Please format the lines as a Markdown table with the columns Row and Line, starting at the line containing "instances of silver" and ending at the line containing "top-left (231, 182), bottom-right (312, 254)". Skip any blank lines.
::: Material for this task :::
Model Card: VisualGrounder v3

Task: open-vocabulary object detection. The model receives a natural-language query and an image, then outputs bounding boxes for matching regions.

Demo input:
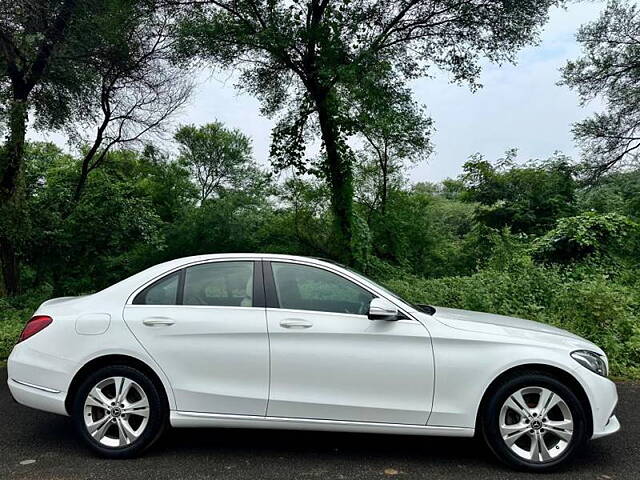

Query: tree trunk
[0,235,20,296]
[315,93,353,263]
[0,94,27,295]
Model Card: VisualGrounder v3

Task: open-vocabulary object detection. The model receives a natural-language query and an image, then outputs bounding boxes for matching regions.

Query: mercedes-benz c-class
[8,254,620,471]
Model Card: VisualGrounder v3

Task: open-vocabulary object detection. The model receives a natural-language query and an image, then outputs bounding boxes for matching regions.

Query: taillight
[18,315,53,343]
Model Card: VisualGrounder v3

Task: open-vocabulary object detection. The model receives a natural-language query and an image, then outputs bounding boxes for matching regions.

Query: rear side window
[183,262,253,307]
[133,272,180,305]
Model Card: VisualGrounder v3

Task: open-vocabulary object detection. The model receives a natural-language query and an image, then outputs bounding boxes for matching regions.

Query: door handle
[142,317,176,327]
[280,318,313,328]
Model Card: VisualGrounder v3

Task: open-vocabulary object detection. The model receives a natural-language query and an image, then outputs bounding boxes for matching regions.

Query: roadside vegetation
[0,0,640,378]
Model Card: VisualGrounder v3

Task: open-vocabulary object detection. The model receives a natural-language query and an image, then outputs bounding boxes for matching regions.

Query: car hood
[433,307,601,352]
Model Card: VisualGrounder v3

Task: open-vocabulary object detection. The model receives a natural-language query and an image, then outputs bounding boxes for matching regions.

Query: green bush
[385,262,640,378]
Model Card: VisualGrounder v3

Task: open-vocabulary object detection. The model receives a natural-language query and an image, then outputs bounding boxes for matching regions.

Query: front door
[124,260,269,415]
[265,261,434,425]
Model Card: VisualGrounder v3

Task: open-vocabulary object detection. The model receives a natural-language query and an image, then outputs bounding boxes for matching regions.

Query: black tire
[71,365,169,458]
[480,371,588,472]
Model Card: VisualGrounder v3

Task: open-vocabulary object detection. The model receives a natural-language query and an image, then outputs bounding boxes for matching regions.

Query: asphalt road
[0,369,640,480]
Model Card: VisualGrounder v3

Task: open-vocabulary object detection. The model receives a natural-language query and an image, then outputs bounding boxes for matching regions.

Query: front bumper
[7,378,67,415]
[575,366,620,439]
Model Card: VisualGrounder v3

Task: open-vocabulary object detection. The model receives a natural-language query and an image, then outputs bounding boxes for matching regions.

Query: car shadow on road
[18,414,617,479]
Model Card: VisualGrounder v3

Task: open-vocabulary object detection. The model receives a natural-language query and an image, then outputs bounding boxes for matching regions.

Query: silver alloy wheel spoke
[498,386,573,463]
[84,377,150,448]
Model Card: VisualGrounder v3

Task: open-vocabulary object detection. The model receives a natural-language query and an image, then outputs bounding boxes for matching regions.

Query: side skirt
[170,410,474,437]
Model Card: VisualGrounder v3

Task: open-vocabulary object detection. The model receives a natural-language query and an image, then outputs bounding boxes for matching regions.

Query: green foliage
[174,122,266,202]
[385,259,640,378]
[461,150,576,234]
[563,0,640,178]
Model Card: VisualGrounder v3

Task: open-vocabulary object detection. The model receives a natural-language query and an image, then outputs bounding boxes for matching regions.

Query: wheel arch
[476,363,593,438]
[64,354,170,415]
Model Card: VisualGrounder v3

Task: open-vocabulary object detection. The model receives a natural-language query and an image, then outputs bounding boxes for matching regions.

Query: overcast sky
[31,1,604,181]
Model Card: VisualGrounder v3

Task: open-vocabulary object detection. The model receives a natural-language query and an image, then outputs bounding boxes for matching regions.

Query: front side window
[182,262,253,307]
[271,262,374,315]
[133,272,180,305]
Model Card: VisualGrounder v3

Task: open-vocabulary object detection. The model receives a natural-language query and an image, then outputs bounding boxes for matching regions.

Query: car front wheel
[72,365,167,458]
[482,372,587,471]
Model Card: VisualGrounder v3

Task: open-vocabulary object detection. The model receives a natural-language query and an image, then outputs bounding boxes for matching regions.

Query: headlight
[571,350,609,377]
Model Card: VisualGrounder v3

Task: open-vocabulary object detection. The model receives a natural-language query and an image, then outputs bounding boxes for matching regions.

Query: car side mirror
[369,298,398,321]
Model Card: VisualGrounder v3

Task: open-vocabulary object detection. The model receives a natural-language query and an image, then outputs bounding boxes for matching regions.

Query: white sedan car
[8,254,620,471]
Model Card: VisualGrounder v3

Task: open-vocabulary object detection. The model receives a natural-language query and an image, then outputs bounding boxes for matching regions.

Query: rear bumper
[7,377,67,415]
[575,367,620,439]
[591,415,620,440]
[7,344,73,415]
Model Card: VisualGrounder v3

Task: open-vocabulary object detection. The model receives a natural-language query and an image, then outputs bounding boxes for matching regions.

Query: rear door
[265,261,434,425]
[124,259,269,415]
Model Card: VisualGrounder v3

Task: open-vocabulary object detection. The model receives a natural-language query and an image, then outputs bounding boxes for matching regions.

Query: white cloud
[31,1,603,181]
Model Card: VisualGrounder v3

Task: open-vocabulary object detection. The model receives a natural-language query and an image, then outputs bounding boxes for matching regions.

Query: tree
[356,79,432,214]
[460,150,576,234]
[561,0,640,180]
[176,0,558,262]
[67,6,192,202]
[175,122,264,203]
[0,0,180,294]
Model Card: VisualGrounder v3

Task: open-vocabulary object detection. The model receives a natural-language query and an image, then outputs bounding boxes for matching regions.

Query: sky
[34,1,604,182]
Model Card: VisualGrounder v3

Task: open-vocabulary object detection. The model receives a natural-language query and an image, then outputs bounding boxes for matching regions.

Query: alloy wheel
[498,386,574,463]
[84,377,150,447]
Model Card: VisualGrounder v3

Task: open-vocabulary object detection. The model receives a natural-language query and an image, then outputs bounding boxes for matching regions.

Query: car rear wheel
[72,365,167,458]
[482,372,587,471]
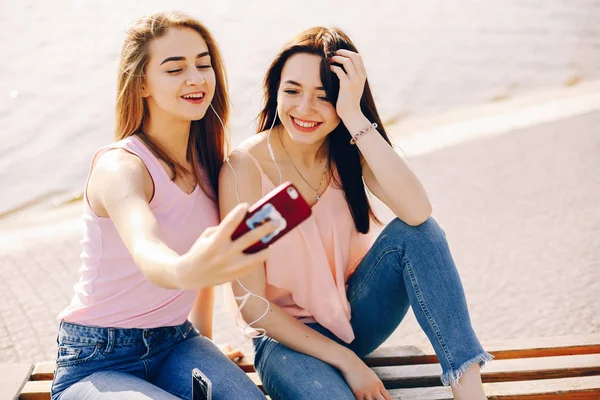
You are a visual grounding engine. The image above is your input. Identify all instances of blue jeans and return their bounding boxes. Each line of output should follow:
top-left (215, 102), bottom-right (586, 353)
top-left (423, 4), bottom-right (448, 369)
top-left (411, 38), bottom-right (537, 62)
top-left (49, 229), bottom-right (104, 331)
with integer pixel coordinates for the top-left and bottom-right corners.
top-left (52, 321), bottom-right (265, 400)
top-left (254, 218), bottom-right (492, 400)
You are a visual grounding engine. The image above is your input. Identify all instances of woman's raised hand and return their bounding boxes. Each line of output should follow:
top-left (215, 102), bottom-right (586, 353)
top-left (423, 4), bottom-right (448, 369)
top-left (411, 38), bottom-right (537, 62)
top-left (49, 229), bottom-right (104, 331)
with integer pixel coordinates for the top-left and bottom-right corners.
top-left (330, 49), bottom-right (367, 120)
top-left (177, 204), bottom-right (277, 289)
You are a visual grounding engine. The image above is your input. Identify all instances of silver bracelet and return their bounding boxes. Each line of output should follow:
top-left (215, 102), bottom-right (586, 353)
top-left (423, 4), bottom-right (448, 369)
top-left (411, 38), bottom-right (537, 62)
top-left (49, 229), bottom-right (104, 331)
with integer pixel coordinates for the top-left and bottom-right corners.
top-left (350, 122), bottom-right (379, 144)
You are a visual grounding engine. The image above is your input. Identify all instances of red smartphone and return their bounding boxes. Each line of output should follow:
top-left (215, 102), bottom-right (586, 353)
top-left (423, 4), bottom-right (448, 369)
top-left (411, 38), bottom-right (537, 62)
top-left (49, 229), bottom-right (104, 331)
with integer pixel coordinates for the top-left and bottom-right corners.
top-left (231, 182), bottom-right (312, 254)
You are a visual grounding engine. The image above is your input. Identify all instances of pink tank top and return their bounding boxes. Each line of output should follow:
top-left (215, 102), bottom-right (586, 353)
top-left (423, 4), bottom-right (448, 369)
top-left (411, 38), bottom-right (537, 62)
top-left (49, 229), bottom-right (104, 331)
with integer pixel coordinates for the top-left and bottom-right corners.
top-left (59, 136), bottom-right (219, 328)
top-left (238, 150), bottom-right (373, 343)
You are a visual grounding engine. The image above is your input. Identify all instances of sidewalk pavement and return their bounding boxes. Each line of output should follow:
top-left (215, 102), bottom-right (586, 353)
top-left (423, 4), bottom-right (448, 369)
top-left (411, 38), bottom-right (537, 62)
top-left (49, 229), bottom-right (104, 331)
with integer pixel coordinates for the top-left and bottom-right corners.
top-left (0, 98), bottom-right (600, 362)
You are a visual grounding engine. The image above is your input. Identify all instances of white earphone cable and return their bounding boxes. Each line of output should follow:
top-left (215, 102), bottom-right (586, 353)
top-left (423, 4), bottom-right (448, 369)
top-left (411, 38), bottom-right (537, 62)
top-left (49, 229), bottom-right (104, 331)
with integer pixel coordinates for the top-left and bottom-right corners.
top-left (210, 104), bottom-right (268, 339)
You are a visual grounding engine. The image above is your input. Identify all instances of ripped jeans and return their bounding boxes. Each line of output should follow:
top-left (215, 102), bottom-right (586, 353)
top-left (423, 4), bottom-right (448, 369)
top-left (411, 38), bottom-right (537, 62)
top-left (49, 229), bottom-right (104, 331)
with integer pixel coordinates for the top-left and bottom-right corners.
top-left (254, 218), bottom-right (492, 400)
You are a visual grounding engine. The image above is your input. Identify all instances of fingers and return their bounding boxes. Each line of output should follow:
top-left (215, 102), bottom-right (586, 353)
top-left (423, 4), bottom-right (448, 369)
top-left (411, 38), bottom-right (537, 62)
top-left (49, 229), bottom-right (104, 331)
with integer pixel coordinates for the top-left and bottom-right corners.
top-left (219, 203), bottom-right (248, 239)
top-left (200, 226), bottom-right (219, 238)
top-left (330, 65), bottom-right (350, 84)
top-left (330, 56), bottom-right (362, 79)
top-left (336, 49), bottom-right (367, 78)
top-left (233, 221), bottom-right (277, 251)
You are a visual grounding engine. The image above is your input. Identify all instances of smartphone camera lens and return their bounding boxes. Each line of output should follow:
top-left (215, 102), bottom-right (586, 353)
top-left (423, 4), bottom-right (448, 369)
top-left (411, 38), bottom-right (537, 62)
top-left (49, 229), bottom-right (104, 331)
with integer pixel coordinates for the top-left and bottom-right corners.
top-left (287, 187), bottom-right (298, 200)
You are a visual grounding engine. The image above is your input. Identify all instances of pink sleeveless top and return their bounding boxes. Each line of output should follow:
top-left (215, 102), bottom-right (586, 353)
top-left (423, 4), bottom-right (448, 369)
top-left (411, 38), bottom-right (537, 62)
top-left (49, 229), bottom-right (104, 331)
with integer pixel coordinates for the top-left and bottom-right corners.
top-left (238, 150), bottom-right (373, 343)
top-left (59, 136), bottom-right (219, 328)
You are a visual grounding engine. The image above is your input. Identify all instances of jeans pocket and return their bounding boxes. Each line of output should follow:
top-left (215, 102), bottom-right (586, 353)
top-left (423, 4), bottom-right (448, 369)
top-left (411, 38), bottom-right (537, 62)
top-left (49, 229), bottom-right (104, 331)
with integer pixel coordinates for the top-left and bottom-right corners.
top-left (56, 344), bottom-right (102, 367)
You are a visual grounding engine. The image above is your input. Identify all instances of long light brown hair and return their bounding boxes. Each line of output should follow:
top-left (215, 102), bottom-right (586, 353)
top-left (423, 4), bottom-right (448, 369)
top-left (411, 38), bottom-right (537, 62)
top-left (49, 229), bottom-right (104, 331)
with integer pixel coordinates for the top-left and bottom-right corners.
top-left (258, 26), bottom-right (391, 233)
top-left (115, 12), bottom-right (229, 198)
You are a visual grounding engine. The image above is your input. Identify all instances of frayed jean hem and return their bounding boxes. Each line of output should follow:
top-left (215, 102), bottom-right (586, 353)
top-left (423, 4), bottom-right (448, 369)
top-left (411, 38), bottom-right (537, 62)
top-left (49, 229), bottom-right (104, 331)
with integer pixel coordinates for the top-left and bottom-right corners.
:::
Exercise solution
| Row | Line |
|---|---|
| 1 | You are a visual grounding engine. The image above is your input. Identify all instances of silver bracelet and return their bounding boxes. Each line of output should follow: |
| 2 | top-left (215, 102), bottom-right (586, 353) |
| 3 | top-left (423, 4), bottom-right (448, 369) |
| 4 | top-left (411, 38), bottom-right (537, 62) |
| 5 | top-left (49, 229), bottom-right (104, 331) |
| 6 | with integer pixel coordinates for the top-left and bottom-right corners. |
| 7 | top-left (350, 122), bottom-right (379, 144) |
| 8 | You are a visual grounding engine. The image above is your input. Identify all instances of red smartphone and return their bounding boxes. Each line of output should follow: |
| 9 | top-left (215, 102), bottom-right (586, 353) |
| 10 | top-left (423, 4), bottom-right (448, 369) |
| 11 | top-left (411, 38), bottom-right (537, 62) |
| 12 | top-left (49, 229), bottom-right (104, 331) |
| 13 | with integer pixel coordinates for the top-left and bottom-right corners. |
| 14 | top-left (231, 182), bottom-right (312, 254) |